*Texte choisi*
----------
Le Repère : Partagez-vous la façon dont les opérations de déguerpissement se déroulent dans le district de Bamako ?
Hama Abba Cissé : Par rapport à la situation que nous vivons actuellement, à savoir le déguerpissement des voies publiques, nous n’avons pas dit que nous sommes d’accord ou pas.
On a dit qu’on n’a pas été consulté. Jusqu’au jour d’aujourd’hui (vendredi dernier, ndlr), je n’ai pas encore rencontré le gouverneur, ni le maire encore moins une quelconque autorité. On a tenu une réunion au Conseil National du Patronat du Mali (CNPM) au cours de laquelle, on a clairement dit qu’on n’a pas été consulté dans le cadre du déguerpissement.
Dans ce cas, on ne peut pas donner notre avis sur la question. Le déguerpissement a commencé sans que nous soyons avisés. Certains disent avoir été consultés, mais, moi personnellement non jusque-là.
Qu’est-ce que vous reprochez aux autorités ?
----------
*Matériel*
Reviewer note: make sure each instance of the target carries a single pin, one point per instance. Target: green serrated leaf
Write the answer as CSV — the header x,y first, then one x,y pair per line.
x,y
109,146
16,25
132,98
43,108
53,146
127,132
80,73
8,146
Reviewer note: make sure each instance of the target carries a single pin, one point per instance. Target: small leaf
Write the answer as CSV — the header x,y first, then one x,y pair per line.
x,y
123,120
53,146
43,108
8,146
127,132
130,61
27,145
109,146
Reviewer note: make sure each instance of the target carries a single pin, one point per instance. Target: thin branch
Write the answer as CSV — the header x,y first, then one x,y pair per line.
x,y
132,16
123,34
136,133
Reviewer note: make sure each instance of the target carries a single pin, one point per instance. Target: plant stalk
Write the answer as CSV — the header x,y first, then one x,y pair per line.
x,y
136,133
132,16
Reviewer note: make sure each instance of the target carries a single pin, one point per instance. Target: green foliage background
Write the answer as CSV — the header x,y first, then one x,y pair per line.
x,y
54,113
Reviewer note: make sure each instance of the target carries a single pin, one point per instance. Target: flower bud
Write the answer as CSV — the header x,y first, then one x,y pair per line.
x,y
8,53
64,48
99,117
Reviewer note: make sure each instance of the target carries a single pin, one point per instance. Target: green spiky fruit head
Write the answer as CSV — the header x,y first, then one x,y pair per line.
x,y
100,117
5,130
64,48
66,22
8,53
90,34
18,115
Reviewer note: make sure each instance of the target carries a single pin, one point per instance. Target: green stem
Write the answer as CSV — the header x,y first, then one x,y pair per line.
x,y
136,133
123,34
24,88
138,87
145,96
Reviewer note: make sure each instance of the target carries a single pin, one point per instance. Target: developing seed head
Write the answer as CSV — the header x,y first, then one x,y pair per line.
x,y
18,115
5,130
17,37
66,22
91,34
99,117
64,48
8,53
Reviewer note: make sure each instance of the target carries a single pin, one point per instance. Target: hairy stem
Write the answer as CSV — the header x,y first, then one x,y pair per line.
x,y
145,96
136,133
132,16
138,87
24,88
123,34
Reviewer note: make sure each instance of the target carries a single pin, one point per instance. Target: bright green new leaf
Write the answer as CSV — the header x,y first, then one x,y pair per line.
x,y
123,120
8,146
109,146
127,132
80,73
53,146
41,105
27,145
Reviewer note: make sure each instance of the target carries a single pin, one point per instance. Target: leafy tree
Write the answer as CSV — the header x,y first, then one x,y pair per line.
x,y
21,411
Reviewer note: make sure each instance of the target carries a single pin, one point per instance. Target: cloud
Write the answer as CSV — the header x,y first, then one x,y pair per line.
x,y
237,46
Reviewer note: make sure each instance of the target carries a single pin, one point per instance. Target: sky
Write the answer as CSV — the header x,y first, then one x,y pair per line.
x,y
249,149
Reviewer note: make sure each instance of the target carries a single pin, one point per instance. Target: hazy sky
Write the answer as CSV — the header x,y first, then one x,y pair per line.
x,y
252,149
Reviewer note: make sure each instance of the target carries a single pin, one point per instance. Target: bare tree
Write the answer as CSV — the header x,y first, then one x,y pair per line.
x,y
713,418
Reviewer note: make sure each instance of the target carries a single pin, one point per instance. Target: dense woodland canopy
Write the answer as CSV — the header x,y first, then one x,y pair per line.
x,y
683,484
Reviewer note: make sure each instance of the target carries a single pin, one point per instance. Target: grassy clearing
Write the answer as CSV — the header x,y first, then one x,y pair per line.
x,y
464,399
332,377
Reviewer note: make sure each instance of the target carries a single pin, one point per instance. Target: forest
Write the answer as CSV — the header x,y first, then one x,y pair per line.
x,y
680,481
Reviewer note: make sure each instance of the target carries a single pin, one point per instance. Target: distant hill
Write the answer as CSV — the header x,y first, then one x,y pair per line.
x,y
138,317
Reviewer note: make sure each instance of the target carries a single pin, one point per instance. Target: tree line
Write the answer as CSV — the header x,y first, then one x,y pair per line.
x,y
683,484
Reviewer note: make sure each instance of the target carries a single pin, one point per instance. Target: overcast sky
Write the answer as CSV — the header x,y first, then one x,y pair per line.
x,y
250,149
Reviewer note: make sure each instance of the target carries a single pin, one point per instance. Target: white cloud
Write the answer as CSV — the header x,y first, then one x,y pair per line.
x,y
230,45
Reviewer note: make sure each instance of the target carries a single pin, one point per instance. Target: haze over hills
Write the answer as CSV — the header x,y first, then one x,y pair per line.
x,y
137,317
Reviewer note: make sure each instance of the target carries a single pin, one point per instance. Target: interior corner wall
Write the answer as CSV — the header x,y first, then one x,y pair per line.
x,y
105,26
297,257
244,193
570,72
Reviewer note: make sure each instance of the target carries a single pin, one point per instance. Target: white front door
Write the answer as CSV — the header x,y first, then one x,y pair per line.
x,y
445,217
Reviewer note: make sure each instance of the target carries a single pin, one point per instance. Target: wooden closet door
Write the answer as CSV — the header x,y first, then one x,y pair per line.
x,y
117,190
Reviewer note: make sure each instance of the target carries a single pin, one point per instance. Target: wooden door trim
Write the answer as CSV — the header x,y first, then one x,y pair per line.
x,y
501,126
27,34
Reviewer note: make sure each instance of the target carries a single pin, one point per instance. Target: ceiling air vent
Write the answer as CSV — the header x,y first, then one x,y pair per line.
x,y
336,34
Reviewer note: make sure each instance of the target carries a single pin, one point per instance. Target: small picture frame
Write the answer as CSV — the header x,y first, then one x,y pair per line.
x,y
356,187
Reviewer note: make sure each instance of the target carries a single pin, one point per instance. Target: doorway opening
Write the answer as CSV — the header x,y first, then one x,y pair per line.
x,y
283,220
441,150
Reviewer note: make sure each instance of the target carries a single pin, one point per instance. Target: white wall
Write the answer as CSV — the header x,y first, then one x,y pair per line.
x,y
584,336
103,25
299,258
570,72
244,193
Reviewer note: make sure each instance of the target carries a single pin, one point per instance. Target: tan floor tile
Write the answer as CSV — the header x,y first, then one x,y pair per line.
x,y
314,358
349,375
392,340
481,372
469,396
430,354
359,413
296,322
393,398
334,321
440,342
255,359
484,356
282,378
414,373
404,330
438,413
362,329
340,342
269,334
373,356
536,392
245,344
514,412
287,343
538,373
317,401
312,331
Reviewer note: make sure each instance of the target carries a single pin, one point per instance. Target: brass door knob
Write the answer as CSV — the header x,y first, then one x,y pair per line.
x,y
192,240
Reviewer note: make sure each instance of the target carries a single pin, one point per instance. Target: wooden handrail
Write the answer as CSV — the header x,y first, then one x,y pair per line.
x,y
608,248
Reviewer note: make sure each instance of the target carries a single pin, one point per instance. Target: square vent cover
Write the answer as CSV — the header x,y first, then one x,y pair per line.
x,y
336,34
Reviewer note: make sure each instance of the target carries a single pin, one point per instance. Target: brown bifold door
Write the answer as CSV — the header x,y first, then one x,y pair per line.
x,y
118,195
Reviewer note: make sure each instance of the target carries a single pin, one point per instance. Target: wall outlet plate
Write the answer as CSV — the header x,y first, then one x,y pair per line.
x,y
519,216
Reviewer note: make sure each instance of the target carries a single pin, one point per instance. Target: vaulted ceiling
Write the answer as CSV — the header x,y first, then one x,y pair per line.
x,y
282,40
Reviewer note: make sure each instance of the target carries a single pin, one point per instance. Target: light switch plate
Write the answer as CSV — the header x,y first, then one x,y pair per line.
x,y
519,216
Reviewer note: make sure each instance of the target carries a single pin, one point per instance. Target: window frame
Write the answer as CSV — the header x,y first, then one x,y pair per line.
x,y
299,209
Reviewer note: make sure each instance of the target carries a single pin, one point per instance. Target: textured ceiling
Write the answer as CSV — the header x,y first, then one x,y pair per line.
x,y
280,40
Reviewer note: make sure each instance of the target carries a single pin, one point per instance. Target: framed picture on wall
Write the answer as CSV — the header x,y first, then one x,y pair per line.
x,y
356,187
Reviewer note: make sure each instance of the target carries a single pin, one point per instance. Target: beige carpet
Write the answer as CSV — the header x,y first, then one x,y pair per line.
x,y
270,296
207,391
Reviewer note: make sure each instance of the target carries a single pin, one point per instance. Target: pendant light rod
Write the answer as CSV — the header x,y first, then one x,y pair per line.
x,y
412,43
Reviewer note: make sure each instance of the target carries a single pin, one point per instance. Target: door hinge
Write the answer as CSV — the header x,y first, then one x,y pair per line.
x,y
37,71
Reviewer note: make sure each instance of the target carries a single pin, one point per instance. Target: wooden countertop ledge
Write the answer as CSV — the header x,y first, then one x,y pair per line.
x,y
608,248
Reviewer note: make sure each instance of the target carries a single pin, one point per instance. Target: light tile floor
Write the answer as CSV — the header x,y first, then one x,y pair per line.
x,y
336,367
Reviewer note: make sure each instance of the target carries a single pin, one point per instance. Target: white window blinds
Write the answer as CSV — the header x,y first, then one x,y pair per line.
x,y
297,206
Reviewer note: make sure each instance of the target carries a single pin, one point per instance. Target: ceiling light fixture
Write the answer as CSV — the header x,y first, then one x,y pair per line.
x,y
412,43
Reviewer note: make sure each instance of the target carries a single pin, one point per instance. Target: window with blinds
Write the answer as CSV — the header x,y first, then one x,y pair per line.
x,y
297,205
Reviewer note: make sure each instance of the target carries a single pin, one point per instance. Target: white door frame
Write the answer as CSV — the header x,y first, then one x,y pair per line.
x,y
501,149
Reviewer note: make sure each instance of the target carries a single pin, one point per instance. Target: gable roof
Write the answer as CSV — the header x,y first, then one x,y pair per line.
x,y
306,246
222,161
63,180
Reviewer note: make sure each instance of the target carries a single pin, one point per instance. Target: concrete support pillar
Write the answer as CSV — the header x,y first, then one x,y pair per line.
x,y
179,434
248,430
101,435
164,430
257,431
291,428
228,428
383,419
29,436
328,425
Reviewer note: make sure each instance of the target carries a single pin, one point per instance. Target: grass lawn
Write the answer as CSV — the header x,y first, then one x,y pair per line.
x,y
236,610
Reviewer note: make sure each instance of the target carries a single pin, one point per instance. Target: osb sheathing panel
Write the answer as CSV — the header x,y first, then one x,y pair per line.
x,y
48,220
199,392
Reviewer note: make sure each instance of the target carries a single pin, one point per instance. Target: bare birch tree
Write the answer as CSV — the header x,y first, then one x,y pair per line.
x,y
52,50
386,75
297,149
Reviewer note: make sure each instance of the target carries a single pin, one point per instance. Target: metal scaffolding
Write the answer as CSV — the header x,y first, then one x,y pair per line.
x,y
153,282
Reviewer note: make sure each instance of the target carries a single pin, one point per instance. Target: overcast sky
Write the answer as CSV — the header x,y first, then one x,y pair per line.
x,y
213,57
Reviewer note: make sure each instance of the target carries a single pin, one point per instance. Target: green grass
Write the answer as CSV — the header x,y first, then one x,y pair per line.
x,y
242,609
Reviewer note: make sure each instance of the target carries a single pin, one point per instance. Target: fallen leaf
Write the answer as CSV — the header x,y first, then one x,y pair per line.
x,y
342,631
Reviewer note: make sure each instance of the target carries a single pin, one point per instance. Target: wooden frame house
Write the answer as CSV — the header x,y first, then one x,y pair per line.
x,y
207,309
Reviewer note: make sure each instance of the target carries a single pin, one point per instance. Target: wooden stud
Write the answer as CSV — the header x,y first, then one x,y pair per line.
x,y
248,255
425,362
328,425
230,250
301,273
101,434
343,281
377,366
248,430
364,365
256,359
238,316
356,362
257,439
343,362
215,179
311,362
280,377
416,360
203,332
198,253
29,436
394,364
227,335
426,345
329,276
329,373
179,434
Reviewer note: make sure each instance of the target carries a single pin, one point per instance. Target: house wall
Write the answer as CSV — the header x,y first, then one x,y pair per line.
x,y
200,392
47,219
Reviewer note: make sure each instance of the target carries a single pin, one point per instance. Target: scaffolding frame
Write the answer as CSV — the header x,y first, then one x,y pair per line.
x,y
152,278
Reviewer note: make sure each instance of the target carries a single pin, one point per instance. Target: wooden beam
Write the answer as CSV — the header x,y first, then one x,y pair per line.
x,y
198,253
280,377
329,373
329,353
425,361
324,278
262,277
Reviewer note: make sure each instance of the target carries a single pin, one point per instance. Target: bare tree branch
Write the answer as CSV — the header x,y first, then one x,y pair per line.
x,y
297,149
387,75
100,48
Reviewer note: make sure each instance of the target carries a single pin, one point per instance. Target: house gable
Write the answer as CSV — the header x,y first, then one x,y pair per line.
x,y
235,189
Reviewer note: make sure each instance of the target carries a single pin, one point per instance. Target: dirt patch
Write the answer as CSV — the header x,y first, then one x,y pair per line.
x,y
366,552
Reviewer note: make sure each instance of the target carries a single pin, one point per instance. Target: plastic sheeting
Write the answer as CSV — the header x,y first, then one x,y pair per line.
----------
*À faire*
- 1) Dans l’entretien sur le déguerpissement à Bamako, relevez toutes les autorités que Hama Abba Cissé dit ne pas avoir encore rencontrées.
- 2) Indiquez, s’il vous plaît, si chaque affirmation concorde avec l’entretien sur le déguerpissement à Bamako, en répondant par oui ou non et en citant les mots décisifs du texte. (a) Hama Abba Cissé a déclaré être d’accord avec le déguerpissement. (b) Une réunion s’est tenue au CNPM. (c) Le déguerpissement a commencé après que son groupe a été avisé.

*Réponses*
- 1)
- le gouverneur
- le maire
- une quelconque autorité

- 2)
(a) Non : « nous n’avons pas dit que nous sommes d’accord ou pas. »
(b) Oui : « On a tenu une réunion au Conseil National du Patronat du Mali (CNPM) »
(c) Non : « Le déguerpissement a commencé sans que nous soyons avisés. »